Exercise instructions:
Every line from the one with "In the picture above, where can the tiled" to the one with "In the picture above, where can the white buddha", including those two, is to be copied exactly; all other lines of the entries below are left out.

Exercise materials:
=== Begin Enclosure ===
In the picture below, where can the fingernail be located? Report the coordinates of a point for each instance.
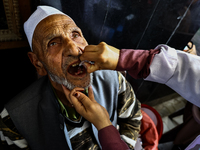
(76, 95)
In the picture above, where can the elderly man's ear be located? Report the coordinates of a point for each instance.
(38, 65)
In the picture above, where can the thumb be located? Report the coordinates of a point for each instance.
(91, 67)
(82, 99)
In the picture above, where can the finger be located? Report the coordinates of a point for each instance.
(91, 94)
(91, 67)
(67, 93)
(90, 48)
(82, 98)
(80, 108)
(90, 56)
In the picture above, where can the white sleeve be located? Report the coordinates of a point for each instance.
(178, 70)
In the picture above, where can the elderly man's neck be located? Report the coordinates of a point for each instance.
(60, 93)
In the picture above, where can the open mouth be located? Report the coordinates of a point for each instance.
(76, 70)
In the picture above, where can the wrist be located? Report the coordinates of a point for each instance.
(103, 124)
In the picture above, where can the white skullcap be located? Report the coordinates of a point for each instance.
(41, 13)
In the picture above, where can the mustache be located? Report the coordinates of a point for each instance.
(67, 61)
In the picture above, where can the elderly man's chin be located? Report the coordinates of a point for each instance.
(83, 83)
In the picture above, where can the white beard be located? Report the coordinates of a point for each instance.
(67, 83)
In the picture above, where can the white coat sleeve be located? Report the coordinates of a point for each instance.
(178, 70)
=== End Enclosure ===
=== Begin Enclosure ===
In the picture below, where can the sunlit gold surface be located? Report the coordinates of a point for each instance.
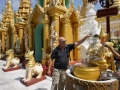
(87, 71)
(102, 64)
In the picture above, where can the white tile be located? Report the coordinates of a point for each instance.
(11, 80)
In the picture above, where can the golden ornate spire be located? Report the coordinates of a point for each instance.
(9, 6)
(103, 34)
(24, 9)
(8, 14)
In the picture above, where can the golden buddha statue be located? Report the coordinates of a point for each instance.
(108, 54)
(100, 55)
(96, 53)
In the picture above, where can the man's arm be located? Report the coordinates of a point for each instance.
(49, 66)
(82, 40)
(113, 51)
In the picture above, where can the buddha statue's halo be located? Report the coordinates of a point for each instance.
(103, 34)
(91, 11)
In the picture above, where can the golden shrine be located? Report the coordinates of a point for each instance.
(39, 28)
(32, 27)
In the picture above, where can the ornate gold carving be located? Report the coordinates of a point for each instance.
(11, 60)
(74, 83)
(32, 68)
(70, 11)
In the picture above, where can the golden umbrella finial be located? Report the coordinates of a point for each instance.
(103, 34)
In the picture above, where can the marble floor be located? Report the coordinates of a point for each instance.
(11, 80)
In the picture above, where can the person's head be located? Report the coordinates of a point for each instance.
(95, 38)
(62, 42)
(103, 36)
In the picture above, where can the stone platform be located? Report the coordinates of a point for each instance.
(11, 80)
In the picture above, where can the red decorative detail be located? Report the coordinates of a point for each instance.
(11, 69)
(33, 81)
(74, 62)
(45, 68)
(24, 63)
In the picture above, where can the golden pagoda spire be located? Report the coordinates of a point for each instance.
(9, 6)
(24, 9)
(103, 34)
=== End Enclosure ===
=== Begin Enclosure ===
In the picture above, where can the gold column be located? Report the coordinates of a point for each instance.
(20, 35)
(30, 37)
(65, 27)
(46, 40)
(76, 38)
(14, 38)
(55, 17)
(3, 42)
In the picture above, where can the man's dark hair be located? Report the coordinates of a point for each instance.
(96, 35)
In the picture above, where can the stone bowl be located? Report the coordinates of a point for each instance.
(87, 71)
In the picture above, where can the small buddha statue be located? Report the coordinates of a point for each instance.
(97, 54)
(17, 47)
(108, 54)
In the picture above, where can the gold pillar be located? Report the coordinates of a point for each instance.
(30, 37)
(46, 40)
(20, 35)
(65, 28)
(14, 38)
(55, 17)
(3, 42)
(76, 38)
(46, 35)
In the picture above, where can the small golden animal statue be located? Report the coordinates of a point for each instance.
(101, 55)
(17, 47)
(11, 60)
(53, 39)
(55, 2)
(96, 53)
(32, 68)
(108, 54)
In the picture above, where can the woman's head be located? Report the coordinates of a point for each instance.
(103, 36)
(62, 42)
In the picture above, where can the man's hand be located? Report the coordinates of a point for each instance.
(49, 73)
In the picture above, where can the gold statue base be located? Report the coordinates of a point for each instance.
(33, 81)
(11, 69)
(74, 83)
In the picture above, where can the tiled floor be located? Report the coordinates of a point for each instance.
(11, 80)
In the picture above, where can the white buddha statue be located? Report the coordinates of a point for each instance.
=== End Enclosure ===
Response to the task:
In the picture above, where can the tiled floor be located? Report the coordinates of a point for each instance.
(11, 80)
In the picture above, where can the white buddha statue be located? Report the coordinates of a point for each instance.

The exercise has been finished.